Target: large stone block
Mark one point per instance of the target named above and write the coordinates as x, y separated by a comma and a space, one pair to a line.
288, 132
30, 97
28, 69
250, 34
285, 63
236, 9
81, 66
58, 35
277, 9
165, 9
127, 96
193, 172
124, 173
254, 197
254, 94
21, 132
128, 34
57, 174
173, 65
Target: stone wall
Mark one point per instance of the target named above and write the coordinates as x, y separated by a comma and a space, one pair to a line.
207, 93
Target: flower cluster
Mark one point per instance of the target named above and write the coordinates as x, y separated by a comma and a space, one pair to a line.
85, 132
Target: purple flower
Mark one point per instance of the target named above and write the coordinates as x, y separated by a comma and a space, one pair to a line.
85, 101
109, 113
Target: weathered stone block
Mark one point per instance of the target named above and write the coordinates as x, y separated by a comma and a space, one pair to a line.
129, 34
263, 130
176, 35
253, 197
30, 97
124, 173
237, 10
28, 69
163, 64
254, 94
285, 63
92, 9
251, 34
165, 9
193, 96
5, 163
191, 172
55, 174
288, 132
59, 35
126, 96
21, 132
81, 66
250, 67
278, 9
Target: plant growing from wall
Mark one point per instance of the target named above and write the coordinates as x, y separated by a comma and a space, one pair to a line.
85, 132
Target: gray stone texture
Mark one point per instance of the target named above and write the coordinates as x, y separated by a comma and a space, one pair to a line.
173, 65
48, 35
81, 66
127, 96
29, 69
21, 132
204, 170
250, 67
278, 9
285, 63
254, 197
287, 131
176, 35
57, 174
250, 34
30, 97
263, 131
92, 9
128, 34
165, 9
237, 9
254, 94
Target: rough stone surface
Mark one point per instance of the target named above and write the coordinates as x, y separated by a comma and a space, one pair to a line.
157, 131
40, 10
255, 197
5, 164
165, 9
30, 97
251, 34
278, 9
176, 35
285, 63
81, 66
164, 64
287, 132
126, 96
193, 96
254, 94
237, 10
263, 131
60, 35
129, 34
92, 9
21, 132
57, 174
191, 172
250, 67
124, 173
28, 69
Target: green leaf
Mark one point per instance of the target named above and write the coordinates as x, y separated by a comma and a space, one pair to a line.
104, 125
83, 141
————
**PROBLEM DETAILS:**
Extract the complete data, matching each line exactly.

**SOLUTION TO THIS TASK:**
Target: large stone block
Mark one point per instance of the target named above and write the coordinates as x, y separated by a comma and a space, one pair to a line.
288, 132
30, 97
28, 69
250, 34
285, 63
236, 9
81, 66
58, 35
277, 9
165, 9
127, 96
193, 172
124, 173
254, 197
254, 94
21, 132
128, 34
57, 174
173, 65
Target: stone wall
Mark one point per instance of the target named above and write the coordinates as x, y separated by a comma and a space, one pair to a line.
207, 93
Target: flower cluster
Mark one point per instance of the target named above and write the coordinates as x, y separated by a comma and a space, one pair to a line.
85, 132
Target: purple flower
Mark one point per instance of the target named above and write the coordinates as x, y separated by a comma and a space, one pair to a line.
85, 101
109, 113
Target: weathered stone block
Mark one point per instance of the target named above and write the coordinates as x, y separated by a comma and a space, one pair to a line.
129, 34
263, 130
176, 35
253, 197
30, 97
124, 173
237, 10
28, 69
163, 64
254, 94
285, 63
92, 9
251, 34
165, 9
193, 96
5, 163
191, 172
55, 174
288, 132
59, 35
126, 96
21, 132
81, 66
250, 67
278, 9
Target: plant growing from wall
Mark one point per instance of the target named above and write the coordinates as x, y separated by a comma and a space, one pair to a line.
85, 132
Target: gray stone texture
Mark one point per instance of the target named above and write the coordinates as x, y separated by a comma and a space, one pair to a line.
173, 65
48, 35
81, 66
127, 96
29, 69
21, 132
204, 170
250, 67
278, 9
285, 63
254, 197
287, 131
176, 35
57, 174
250, 34
30, 97
263, 131
92, 9
128, 34
165, 9
237, 9
254, 94
Target: rough stone surface
Mark one point per instance of the target named above and write the coordinates as x, y separated by a comma and a space, one pair to a line.
157, 131
40, 10
255, 197
5, 164
165, 9
30, 97
251, 34
278, 9
176, 35
285, 63
81, 66
164, 64
287, 132
126, 96
193, 96
254, 94
237, 10
263, 131
60, 35
129, 34
92, 9
21, 132
57, 174
191, 172
250, 67
124, 173
28, 69
Target: green leaf
Mark one point per instance of the target named above and write the coordinates as x, y separated by a comma and a space, one pair to a line.
104, 125
83, 141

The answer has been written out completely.